[Data records start]

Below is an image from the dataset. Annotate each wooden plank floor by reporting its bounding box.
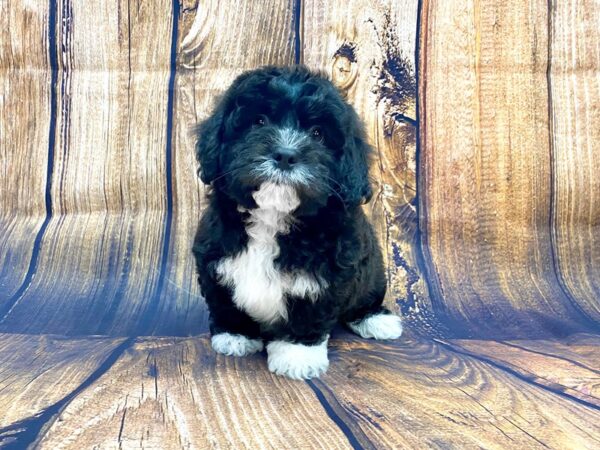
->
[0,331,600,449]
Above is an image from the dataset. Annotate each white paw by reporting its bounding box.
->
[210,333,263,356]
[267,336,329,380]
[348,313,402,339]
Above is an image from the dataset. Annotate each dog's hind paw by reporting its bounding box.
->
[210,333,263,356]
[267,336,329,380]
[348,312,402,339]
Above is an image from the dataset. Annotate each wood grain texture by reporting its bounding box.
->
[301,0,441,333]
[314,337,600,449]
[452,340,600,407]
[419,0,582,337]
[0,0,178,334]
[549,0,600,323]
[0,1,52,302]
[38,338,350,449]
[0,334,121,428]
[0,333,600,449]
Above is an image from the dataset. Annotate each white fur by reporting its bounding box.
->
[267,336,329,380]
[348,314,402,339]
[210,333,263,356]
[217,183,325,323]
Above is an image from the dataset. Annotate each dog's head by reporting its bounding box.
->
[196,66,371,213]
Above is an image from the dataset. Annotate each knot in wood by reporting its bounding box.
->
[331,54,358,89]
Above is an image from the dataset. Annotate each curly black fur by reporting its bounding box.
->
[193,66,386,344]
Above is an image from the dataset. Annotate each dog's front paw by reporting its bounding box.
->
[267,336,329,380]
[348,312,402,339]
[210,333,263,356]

[Data records end]
[Data records start]

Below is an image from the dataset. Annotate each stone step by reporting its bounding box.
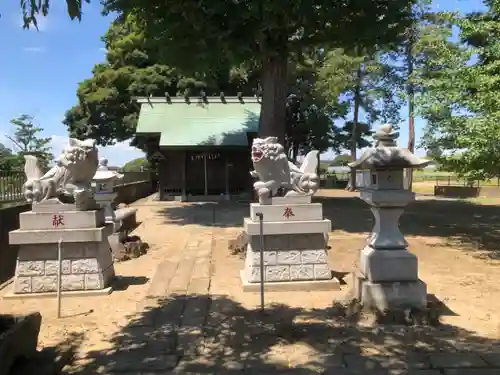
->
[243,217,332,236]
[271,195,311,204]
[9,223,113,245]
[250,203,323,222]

[Data records end]
[Data records start]

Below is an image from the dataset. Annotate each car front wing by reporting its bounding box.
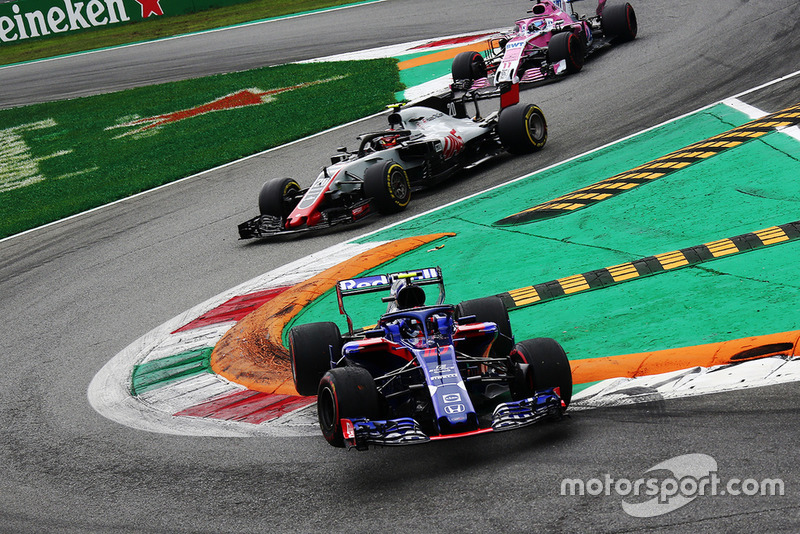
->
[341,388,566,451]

[Data records end]

◆ **The problem**
Reproduce without change the part of the records that starts with the line containing "Above is an image from the dataset. Annotate each knot" and ends with the line containing "[193,66,386,344]", keeping both of those lines.

◆ **Answer in full**
Above is an image from the dataset. Annotate each knot in wood by reporting its bounding box.
->
[331,54,358,89]
Above is an image from the dataset. Annotate each curly black fur by reporting its bounding box.
->
[193,66,386,344]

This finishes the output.